[start]

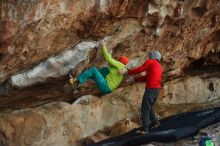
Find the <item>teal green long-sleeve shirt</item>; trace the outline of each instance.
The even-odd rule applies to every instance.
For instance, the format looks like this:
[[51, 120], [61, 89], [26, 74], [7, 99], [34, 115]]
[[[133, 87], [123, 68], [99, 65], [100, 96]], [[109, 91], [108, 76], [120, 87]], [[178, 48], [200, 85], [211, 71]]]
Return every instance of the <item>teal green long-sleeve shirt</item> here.
[[123, 75], [119, 74], [118, 71], [125, 69], [125, 65], [113, 59], [105, 47], [102, 48], [102, 54], [109, 65], [109, 73], [105, 79], [111, 91], [114, 91], [123, 80]]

[end]

### Problem details
Give every line of the records above as a numbered list, skipping blank lines and leaving out the pictures.

### Answer to the problem
1. Find the <item>teal green long-sleeve shirt</item>; trace the outline of each instance.
2. The even-odd rule applies to every instance.
3. For instance, the format looks like this:
4. [[51, 120], [61, 89], [26, 74], [7, 99], [34, 115]]
5. [[[133, 87], [123, 68], [99, 65], [100, 96]], [[109, 91], [108, 76], [120, 87]], [[178, 48], [200, 85], [211, 71]]]
6. Return every instance of the <item>teal green long-sleeve shirt</item> here.
7. [[123, 75], [119, 74], [118, 71], [125, 69], [125, 65], [113, 59], [105, 47], [102, 48], [102, 54], [109, 65], [109, 73], [105, 79], [111, 91], [114, 91], [123, 80]]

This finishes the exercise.